Texte fourni:
◆ ◆ ◆
La proportion de femmes qui jugent qu'être mère n'est pas nécessaire à leur bonheur a triplé en vingt ans : elles étaient 12 % en 2000, elles sont désormais 33 % en 2022. En cela, peut-être grâce à la prise de conscience féministe liée à #MeToo, nous assistons à une rupture anthropologique : l'équation « féminité = maternité » devient de plus en plus caduque. C'est l'idée que l'on n'a plus besoin d'être mère pour avoir le sentiment d'être une femme accomplie. Autre révolution culturelle : celles qui souhaitent devenir mères ne s'embarrassent plus du schéma classique « trouver le bon, emménager, se marier, faire un bébé ». Avec l'ouverture de la PMA pour toutes, il y a un an, près d'une Française sur deux se dit prête à se lancer seule dans l'aventure si elle est célibataire. Un chiffre impressionnant, qui dit bien leur envie de ne plus s'encombrer des injonctions patriarcales. Dernier phénomène majeur, les mères sont de plus en plus nombreuses à faire part de leurs regrets : si 51 % des mères d'enfants en bas âge regrettent leur vie d'avant, plus libre et plus légère, elles sont 12 % à carrément regretter d'avoir eu un enfant… Aurait-on pu seulement entendre ce genre de phrase il y a dix ans ? Dans ce dossier spécial, outre notre grand sondage commenté par François Kraus, directeur du pôle Politique et expert genre et sexualités à l'Ifop, six Françaises témoignent de leur désir (ou non) d'enfants et des raisons de leur choix

1. Dans l’idéal, combien d'enfants souhaitez vous avoir ? 

                     2006                   2022  

Aucun            2 %                    13 %  

Un                 7 %                    10 % 

Deux             41 %                   45 % 

Trois et plus   47 %                   32 % 

ANALYSE « En 2006, seules 2 % des Françaises ne voulaient aucun enfant. En 2022, elles sont 13 % ! C'est une évolution surprenante au vu de son ampleur en seulement seize ans. Car si le désir d'enfant reste largement majoritaire, plusieurs catégories de femmes affirment ne pas en vouloir : par exemple, 25 % des 15-24 ans n'en souhaitent aucun. Il est intéressant de constater l'importance du facteur religieux aussi : les femmes athées sont deux fois plus nombreuses à ne pas vouloir d'enfants que les croyantes. Logique : plus on est écologiste, féministe et athée, plus on rejette le modèle classique qui lie féminité et maternité, comme le développe la suite du sondage. »
◆ ◆ ◆
Données brutes:
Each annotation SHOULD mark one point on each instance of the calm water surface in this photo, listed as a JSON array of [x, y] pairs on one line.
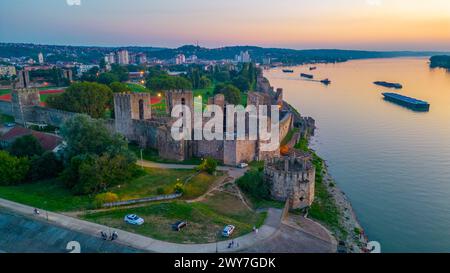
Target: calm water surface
[[393, 163]]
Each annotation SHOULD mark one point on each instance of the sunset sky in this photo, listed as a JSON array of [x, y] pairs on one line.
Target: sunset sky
[[300, 24]]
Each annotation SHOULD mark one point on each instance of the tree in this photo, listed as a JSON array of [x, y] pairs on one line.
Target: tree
[[119, 87], [85, 135], [13, 170], [45, 166], [242, 83], [222, 76], [86, 97], [107, 78], [95, 159], [26, 146]]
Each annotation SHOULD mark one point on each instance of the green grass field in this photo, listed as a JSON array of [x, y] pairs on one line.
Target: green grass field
[[163, 181], [52, 195], [205, 219], [49, 195], [152, 155]]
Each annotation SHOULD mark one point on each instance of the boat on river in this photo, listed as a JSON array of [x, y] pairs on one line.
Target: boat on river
[[412, 103]]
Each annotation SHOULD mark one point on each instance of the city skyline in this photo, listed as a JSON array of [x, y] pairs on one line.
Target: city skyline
[[346, 24]]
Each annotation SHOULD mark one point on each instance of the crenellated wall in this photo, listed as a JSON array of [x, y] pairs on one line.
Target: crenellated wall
[[291, 178]]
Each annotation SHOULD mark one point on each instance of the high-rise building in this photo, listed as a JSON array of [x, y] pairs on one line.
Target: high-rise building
[[110, 58], [243, 57], [41, 58], [123, 57], [141, 58], [180, 59]]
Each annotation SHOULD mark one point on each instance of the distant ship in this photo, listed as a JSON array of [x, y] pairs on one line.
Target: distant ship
[[308, 76], [326, 81], [412, 103], [389, 84]]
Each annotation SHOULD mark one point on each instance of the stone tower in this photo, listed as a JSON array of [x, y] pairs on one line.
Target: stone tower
[[291, 177], [179, 97], [21, 99], [129, 107]]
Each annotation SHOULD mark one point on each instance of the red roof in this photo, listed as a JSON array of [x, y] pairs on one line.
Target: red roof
[[47, 141]]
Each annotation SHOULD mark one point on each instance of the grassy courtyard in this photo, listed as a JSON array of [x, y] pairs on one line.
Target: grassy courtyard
[[52, 195], [205, 219]]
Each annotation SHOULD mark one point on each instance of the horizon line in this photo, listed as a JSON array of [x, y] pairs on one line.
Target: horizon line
[[225, 46]]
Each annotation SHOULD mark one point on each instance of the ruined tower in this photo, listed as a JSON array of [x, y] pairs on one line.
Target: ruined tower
[[21, 99], [129, 107]]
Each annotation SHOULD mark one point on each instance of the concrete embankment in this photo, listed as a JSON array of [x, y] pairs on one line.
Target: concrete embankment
[[21, 234]]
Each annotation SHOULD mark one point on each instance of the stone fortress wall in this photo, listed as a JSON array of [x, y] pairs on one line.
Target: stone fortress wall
[[291, 178], [134, 119]]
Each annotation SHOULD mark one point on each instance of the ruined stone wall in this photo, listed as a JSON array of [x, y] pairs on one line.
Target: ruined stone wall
[[237, 151], [213, 148], [286, 124], [169, 148], [49, 116], [291, 178]]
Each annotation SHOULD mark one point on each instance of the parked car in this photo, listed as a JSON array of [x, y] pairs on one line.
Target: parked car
[[242, 165], [133, 219], [179, 225], [228, 230]]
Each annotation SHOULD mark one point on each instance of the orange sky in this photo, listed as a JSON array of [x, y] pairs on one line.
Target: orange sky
[[364, 24]]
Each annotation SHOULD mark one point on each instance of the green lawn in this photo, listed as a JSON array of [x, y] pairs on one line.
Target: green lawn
[[205, 219], [163, 181], [6, 118], [48, 195], [5, 91]]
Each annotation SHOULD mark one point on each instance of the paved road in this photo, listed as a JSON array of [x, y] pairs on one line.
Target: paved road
[[232, 171], [135, 241]]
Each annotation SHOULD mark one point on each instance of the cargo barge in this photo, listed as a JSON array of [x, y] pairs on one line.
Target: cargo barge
[[412, 103], [308, 76], [389, 84]]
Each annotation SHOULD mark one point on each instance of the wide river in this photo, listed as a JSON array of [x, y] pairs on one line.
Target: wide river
[[392, 163]]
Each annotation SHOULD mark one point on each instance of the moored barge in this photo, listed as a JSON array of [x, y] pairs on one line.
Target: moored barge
[[412, 103]]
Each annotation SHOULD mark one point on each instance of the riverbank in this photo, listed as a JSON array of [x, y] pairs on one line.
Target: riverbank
[[331, 207], [354, 237]]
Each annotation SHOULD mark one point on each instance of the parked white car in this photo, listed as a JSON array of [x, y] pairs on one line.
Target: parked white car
[[242, 165], [228, 230], [133, 219]]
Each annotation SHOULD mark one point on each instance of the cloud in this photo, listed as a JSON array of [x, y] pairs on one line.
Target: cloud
[[374, 2], [73, 2]]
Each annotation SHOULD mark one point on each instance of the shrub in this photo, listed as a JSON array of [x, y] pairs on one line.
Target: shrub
[[13, 170], [107, 197], [179, 188], [208, 165]]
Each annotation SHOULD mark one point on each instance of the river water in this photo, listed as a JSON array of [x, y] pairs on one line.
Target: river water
[[392, 163]]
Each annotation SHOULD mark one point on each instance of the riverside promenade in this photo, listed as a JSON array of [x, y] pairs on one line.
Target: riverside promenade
[[142, 243]]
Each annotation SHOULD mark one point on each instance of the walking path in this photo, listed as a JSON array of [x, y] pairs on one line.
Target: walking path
[[143, 243]]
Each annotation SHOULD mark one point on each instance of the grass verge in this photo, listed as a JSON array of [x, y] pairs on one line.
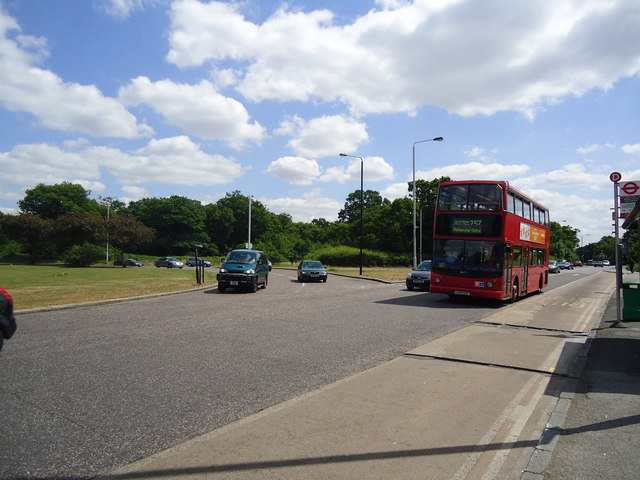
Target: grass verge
[[34, 286]]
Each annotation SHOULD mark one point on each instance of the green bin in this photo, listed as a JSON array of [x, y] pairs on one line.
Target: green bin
[[631, 301]]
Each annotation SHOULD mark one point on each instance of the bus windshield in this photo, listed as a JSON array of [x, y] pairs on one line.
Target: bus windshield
[[468, 257], [478, 197]]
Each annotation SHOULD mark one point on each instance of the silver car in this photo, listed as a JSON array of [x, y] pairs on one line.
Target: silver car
[[420, 277]]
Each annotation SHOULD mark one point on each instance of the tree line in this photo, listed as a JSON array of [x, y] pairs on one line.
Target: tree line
[[61, 221], [55, 219]]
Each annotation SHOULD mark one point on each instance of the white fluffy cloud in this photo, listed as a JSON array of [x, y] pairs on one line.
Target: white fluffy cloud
[[324, 136], [374, 169], [57, 105], [173, 161], [199, 110], [310, 206], [295, 170], [517, 58]]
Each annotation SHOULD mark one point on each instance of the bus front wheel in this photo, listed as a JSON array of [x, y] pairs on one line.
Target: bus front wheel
[[515, 291]]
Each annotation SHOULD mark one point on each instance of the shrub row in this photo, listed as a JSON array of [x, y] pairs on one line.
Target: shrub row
[[342, 256]]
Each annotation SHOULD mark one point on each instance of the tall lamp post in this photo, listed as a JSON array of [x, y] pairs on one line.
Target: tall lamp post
[[249, 245], [361, 201], [436, 139], [107, 203]]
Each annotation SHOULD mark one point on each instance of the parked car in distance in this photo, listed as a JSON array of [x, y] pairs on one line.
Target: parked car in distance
[[8, 323], [312, 270], [247, 269], [420, 277], [191, 262], [169, 262], [129, 262]]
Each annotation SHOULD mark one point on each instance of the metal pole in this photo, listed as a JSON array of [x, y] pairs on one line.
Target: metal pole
[[361, 209], [617, 241], [415, 264], [361, 201], [249, 237], [421, 235], [436, 139]]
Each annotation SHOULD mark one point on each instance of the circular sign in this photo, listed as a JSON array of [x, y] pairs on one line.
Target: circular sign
[[630, 188]]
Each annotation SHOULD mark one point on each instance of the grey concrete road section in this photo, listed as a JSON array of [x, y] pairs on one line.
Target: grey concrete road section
[[471, 405]]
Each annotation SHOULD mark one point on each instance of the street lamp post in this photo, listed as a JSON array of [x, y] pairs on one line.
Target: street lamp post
[[249, 245], [199, 268], [361, 201], [107, 203], [436, 139]]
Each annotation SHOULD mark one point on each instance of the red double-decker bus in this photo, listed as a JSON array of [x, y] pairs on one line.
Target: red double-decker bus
[[490, 240]]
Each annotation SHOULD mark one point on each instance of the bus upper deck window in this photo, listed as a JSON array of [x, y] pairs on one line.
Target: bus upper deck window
[[487, 198], [453, 198]]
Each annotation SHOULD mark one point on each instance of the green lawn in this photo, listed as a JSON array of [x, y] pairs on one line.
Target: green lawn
[[35, 286], [38, 285]]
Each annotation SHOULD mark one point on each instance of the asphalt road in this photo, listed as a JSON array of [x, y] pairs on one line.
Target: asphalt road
[[85, 390]]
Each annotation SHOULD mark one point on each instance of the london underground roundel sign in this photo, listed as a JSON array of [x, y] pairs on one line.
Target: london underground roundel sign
[[630, 188]]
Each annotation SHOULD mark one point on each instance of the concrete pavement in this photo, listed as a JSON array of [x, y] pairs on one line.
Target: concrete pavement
[[484, 402]]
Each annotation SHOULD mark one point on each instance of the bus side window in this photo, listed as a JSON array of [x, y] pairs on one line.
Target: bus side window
[[517, 256], [511, 207]]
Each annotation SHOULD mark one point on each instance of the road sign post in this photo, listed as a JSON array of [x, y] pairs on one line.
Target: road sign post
[[615, 177]]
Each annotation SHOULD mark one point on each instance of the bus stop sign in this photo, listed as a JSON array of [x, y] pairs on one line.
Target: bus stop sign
[[629, 188]]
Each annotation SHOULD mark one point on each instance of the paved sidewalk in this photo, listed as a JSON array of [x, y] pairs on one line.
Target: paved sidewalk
[[600, 436], [471, 405]]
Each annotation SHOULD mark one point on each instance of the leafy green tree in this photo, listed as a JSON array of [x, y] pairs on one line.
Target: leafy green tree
[[128, 234], [563, 242], [393, 225], [75, 228], [178, 221], [228, 222], [33, 232], [51, 201], [372, 202], [84, 255]]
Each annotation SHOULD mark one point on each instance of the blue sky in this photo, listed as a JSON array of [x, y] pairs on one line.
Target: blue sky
[[153, 98]]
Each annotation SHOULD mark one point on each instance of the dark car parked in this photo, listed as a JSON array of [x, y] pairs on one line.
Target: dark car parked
[[244, 269], [8, 323], [129, 262], [311, 270], [169, 262], [420, 277], [191, 262]]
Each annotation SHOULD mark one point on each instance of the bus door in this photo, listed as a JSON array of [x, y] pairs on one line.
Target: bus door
[[524, 281], [507, 272]]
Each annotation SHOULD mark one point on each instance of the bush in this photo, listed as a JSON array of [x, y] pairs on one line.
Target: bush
[[84, 255], [342, 256], [10, 250]]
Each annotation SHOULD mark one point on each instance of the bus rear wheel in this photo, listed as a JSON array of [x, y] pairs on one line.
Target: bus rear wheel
[[515, 291]]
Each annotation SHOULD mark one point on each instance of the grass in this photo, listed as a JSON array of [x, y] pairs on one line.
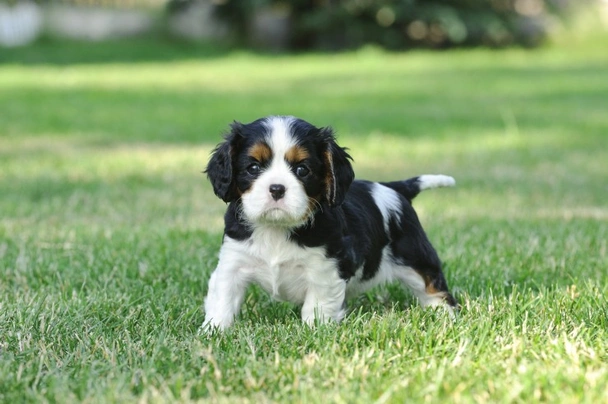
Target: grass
[[109, 231]]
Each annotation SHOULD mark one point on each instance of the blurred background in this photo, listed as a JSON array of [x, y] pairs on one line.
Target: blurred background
[[299, 24]]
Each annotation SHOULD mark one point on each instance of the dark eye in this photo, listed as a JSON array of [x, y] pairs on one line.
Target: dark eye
[[302, 171], [253, 169]]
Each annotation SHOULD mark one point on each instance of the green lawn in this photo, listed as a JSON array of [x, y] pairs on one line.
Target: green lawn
[[109, 230]]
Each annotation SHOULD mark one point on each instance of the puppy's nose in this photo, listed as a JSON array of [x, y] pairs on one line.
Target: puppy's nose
[[277, 191]]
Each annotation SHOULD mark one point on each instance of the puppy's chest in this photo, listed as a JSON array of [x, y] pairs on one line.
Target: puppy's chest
[[282, 267]]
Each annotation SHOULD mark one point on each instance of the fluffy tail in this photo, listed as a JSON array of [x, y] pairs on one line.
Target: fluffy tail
[[410, 188]]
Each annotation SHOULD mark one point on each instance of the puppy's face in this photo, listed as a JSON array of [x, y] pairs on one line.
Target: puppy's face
[[281, 169]]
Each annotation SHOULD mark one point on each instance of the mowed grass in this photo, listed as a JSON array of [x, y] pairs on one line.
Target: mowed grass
◆ ◆ ◆
Énoncé A:
Pouvez-vous présenter en tableau Markdown les lignes des enregistrements, de celle qui contient « of the leafy » à celle qui contient « [[524, 281], [507, 272]] », toutes deux incluses, avec une colonne « N° » pour le numéro de rang et une colonne « Ligne » pour la ligne, sans les lignes vides ?
Énoncé B:
Pourriez-vous poursuivre le texte sur le désir d'enfant chez les Françaises à partir de l'endroit où il s'arrête ?
Le texte et les enregistrements constituent deux ensembles distincts.

Résultat A:
| N° | Ligne |
|---|---|
| 1 | Each annotation SHOULD mark one point on each instance of the leafy green tree in this photo, listed as a JSON array of [x, y] pairs on one line. |
| 2 | Target: leafy green tree |
| 3 | [[128, 234], [563, 242], [393, 225], [75, 228], [178, 221], [228, 222], [33, 232], [51, 201], [372, 202], [84, 255]] |
| 4 | Each annotation SHOULD mark one point on each instance of the blue sky in this photo, listed as a JSON array of [x, y] pairs on one line. |
| 5 | Target: blue sky |
| 6 | [[153, 98]] |
| 7 | Each annotation SHOULD mark one point on each instance of the dark car parked in this photo, listed as a JSON array of [x, y] pairs on one line. |
| 8 | Target: dark car parked |
| 9 | [[244, 269], [8, 323], [129, 262], [311, 270], [169, 262], [420, 277], [191, 262]] |
| 10 | Each annotation SHOULD mark one point on each instance of the bus door in this photo, listed as a JSON array of [x, y] pairs on one line. |
| 11 | Target: bus door |
| 12 | [[524, 281], [507, 272]] |

Résultat B:
2. Plus précisément vous avez entre 18 et 49 ans et êtes en capacité de procréer : souhaitez-vous avoir des enfants ? 

OUI > 70 %

NON > 30 % 

ANALYSE « Près d'un tiers des femmes en âge de procréer ne souhaitent pas avoir d'enfants. C'est énorme ! Plus on monte dans les catégories sociales, moins il y a de désir d'enfants : 38 % des CSP+ n'en veulent pas, contre 26 % des femmes issues des catégories populaires. Et une dirigeante d'entreprise sur deux n'en veut pas. On observe aussi une très forte division politique : 54 % des Françaises qui ne veulent pas d'enfants se disent très écologistes. Plus précisément, 48 % des sympathisantes EELV n'en veulent pas, alors qu'elles sont seulement un quart chez les sympathisantes de droite (LR, Renaissance et RN). En somme, plus les Françaises sont féministes et écologistes, moins elles veulent d'enfants. »

3. Pour quels motifs ne souhaitez-vous pas avoir d'enfants ? 

Un enfant n'est pas indispensable à mon épanouissement  50 % 

J'ai envie de rester libre, sans responsabilités parentales  48 % 

Le réchauffement climatique ( incendies, sécheresse, pollution...) 39 % 

Les crises politiques et sociales en France et dans le monde 37 % 

La surpopulation 35 % 

La crainte des effets de la grossesse sur mon corps 34 % 

Le désir de privilégier ma vie sociale 31 % 

Le manque de moyens financiers 31 % 

L'absence de conjoint 26 % 

De mauvaises conditions de logement 22 % 

ANALYSE « On est dans le “je pense à moi d'abord”. Les Françaises, et particulièrement celles qui sont aisées, féministes et les plus diplômées, rejettent les injonctions de parentalité qui pèsent sur elles. En fait, leur respectabilité sociale ne passe plus par la maternité. Autre fait marquant : si l'écoanxiété pèse sur certaines (46 % des moins de 35 ans expliquent leur volonté de ne pas faire d'enfants à cause des conséquences liées au réchauffement climatique), c'est d'abord et avant tout le besoin de liberté qui prime dans toutes les catégories sociales : 56% de ces mêmes moins de 35 ans considèrent qu'un enfant n'est pas indispensable à leur épanouissement personnel. »

4. Pensez-vous qu'être mère, pour le bonheur d'une femme, c'est...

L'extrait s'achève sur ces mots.